# Written instruction:
Please copy out, word for word, the lines of the records below, beginning with the line that contains "Reviewer check: make sure each instance of the chair armrest" and continuing through the last line of the records.

# Records for processing:

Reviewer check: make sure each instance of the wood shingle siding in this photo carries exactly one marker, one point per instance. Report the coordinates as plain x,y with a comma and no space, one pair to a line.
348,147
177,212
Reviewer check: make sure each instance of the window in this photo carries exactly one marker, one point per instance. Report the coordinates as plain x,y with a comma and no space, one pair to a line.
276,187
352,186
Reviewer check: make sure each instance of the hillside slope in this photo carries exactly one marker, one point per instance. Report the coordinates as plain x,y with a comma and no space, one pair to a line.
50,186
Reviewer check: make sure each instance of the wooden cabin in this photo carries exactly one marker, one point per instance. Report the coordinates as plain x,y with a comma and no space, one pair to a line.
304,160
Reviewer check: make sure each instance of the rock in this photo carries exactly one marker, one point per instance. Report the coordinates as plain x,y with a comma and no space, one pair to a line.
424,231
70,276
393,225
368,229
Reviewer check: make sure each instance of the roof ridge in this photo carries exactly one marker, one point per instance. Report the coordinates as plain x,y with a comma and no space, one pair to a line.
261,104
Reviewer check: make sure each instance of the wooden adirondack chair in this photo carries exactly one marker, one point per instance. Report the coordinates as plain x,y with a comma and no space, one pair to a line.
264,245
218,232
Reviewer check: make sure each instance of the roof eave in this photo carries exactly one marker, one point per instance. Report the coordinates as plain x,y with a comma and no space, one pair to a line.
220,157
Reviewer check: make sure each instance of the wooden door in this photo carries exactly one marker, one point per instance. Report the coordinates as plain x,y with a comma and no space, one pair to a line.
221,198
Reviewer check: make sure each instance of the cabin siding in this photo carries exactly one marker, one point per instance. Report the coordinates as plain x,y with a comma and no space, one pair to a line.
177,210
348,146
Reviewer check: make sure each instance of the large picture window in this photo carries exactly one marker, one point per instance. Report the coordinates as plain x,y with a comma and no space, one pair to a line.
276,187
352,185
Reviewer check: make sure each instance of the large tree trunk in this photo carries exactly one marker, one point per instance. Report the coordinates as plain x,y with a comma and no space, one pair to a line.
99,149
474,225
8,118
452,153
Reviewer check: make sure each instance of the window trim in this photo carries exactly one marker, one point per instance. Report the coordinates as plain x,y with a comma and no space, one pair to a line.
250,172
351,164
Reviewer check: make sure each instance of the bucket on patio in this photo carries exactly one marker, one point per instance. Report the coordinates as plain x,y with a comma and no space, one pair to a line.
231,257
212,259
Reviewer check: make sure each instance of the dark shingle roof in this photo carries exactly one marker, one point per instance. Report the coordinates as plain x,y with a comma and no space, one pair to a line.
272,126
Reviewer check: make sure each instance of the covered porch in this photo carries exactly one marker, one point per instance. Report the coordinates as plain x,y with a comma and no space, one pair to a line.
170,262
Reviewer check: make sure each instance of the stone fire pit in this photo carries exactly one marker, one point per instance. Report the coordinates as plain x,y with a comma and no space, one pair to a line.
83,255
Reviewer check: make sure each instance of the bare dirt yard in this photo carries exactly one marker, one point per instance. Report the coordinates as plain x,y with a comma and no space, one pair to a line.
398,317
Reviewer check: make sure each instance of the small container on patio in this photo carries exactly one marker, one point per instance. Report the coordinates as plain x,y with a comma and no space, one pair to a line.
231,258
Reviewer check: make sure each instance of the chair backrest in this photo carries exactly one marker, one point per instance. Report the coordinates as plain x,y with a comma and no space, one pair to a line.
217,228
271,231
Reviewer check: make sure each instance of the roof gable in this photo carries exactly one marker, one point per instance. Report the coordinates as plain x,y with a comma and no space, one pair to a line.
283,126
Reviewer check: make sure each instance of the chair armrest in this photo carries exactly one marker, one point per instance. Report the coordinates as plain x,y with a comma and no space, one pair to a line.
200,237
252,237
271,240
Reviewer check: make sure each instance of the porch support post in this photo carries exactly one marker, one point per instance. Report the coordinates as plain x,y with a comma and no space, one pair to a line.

# Answer to the task:
Reviewer check: make sure each instance of the chair armrest in this photo carries exactly one marker, one point per instance. Report the coordinates as plain x,y with a comma and no space, one pair to a line.
200,237
252,237
271,240
Reviewer check: make sure each instance of the porch support post in this photo carries exactly one marker, one point per instance. Report the coordinates as plain x,y with a comma and no space, one pair to a line.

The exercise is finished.